■ Required actions ■
1 - In the passage about the Mother/Baby Home, rewrite the section from "- No bodies" to "of the Home.", changing "exhumed" to "dug up".
2 - According to the passage about the Mother/Baby Home, who discovered the grave in the 1970s?

■ Passage provided ■
[start]

The long abandoned site made headlines around the world this week when it was revealed that a nearby septic tank contained the bodies of up to eight hundred infants and children, secretly buried without coffins or headstones on unconsecrated ground between 1925 and 1961.
- No Septic Tank ever Existed
When the Mother/Baby Home closed down in 1961, the property and all records of births and deaths were turned over by Bon Secours Sisters to the state. The buildings were demolished in the early 1970s and the seven acre property was developed into a housing estate. Two boys from the estate playing on the property in the mid-1970s discovered a mass grave in the area behind the former Home.
The grave was discovered in the 1970s by 12-year-old friends, Barry Sweeney and Francis Hopkins.
Mr Sweeney said: ‘It was a concrete slab and we used to play there but there was always something hollow underneath it so we decided to bust it open and it was full to the brim of skeletons.
‘The priest came over and blessed it. I don’t know what they did with it after that. You could see all the skulls.’
Exactly what they found remains unclear. Some local people apparently suggested that the boys had discovered a mass grave of famine victims from the 19th century.
- No bodies have actually been recently found.
No one exhumed nearly 800 bodies of babies. What actually happened is that Catherine Corless, a local amateur historian (with the conventional modernist animus against the Roman Catholic Church) became interested and investigated the history of the Home.
When I started my research into the Home, I spoke to some of the residents who had moved into this housing estate on the Dublin/Athenry road, and they indicated that there was an unmarked graveyard in an area at the rear of where the Home once stood. It was believed that it was an angels plot for unbaptised babies, but further in my research I discovered that in fact, many children and young babies were also buried here. I was astonished to find that there was no formal marking or plaque to indicate that these children were buried there. I decided to contact the Registration Office in Galway to check for deaths in the Home. I was dismayed to find that in fact the number of children who died in the Home during its existence 1925-1961 numbered nearly 800. I now have all those children’s names, date of death, and age at death, which will be recorded into a special book.
It just did not seem right that all those children lay there unnamed and forgotten. Hence, I made contact with the Western Traveller and Intercultural Development (WTID) and a committee of interested people emerged, all with the view that some sort of Memorial should be erected in this children’s graveyard in dedication to their memory. Our committee is named: ‘The Children’s Home Graveyard Committee’.

[end]

Outline items:
[start]

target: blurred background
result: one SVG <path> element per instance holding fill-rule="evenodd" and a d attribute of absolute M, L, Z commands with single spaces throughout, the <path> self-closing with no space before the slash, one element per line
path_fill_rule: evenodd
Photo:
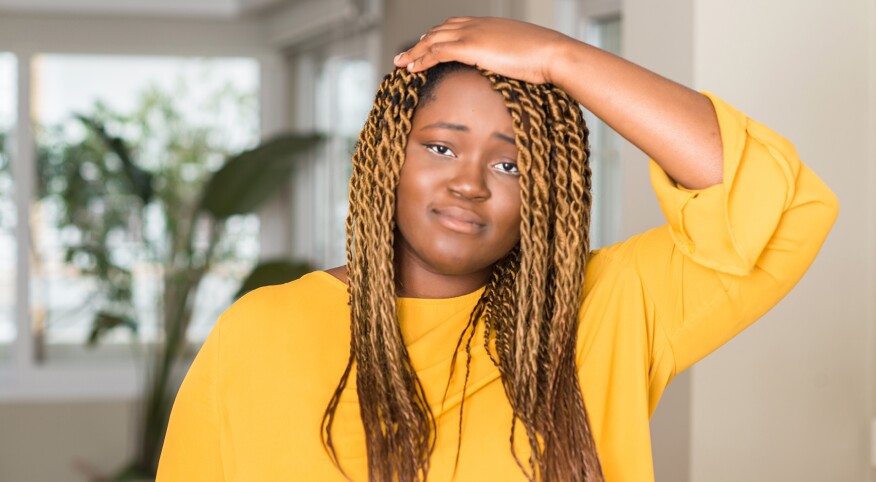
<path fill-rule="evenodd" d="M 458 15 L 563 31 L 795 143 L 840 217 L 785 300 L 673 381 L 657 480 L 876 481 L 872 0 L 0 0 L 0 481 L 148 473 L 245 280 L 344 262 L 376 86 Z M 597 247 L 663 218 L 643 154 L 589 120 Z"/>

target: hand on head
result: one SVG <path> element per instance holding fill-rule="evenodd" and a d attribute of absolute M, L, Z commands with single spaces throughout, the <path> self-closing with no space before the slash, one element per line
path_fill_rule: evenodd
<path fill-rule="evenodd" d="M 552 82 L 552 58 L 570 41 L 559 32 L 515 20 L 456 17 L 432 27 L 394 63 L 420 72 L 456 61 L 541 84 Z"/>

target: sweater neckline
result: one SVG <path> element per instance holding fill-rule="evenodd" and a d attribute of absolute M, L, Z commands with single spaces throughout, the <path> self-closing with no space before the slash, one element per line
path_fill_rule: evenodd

[end]

■ Final answers ■
1 -
- No bodies have actually been recently found.
No one dug up nearly 800 bodies of babies. What actually happened is that Catherine Corless, a local amateur historian (with the conventional modernist animus against the Roman Catholic Church) became interested and investigated the history of the Home.

2 - Two 12-year-old friends, Barry Sweeney and Francis Hopkins, discovered it.